Task instructions: Print, word for word, the part of the text about scaling the Axyon Platform, starting with "One limitation of" and going on through "over multiple nodes.".

Source text:
::::

ESAX: Enhancing the Scalability of the Axyon platform
Allowing Fintech AI applications deal with large customer datasets through GPU-powered supercomputers
Axyon AI is an Italian fintech start-up whose current applications are mainly focused on financial time series analysis with Machine Learning algorithms. More specifically, Axyon AI partners with financial institutions (asset managers, hedge funds, trading desks) to improve the performance and risk profiles of investment strategies. The main objective of the pilot is to work with EOSC DIH as a proof of concept of using the EOSC infrastructure and competences to enhance the TRL of the company services.
Over the years, Axyon AI has developed an internal platform (the “Axyon Platform”) for data scientists and machine learning engineers, enabling them to work more efficiently and removing the need to worry about the management of available computational resources and the physical location of data. In this system, particular attention is placed on data security, which is crucial for a fintech company oftentimes working with proprietary data that cannot leave a certain facility, e.g. a bank’s secure data storage infrastructure.
One limitation of the current workload management system of the Axyon Platform is that the execution of computational jobs is limited to one GPU per job, which poses a limit to the complexity and size of machine learning models as well as the size of data batches used for training such models. The goal of this project is to overcome such limitations, by: (i) enabling the parallel training of machine learning algorithms on multiple GPUs within the same computational node, followed by (ii) assessing the possibility to distribute the training over multiple nodes.

::::

Raw data:
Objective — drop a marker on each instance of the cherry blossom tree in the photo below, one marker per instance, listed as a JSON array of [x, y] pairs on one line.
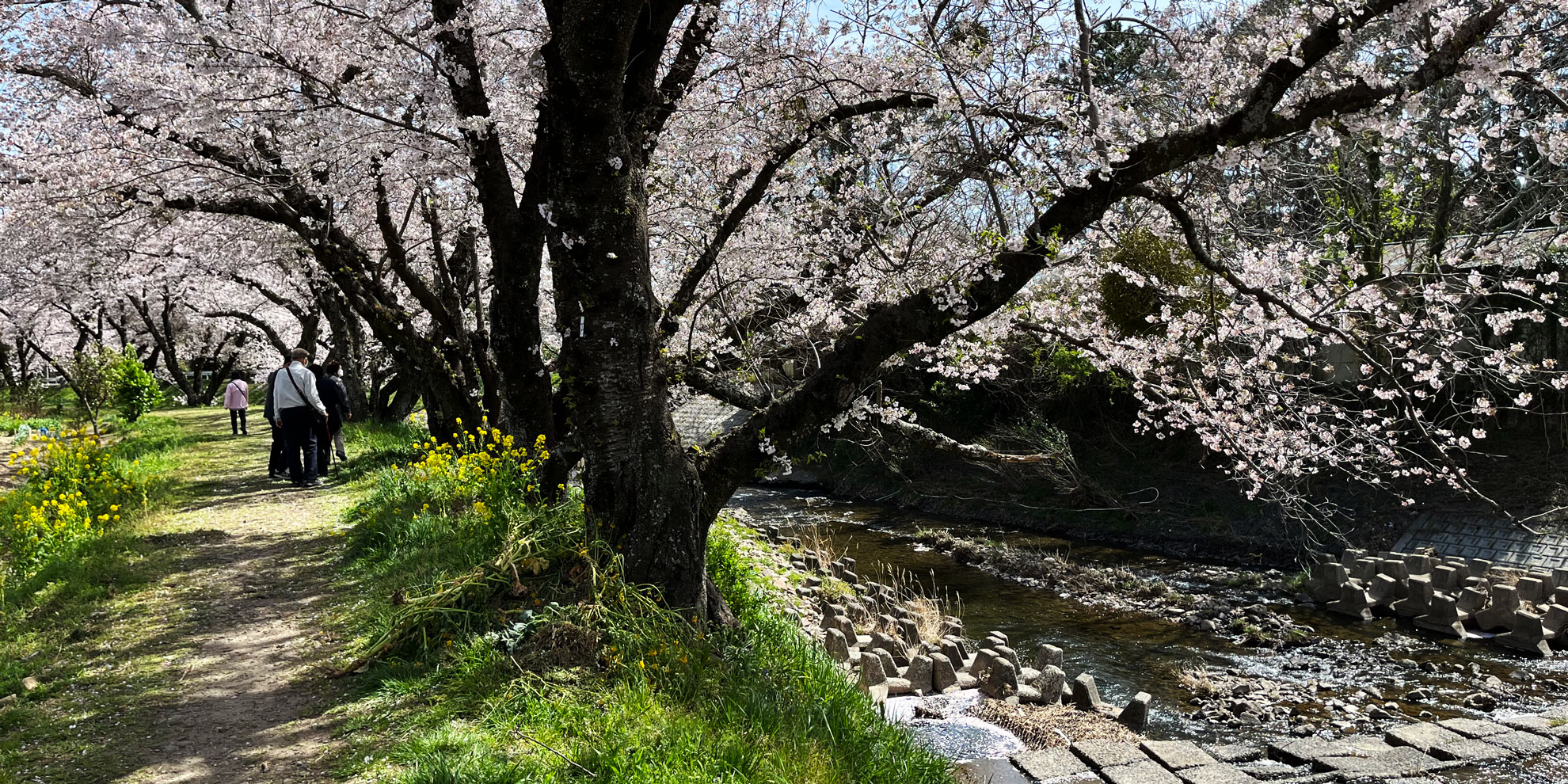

::::

Task result:
One limitation of the current workload management system of the Axyon Platform is that the execution of computational jobs is limited to one GPU per job, which poses a limit to the complexity and size of machine learning models as well as the size of data batches used for training such models. The goal of this project is to overcome such limitations, by: (i) enabling the parallel training of machine learning algorithms on multiple GPUs within the same computational node, followed by (ii) assessing the possibility to distribute the training over multiple nodes.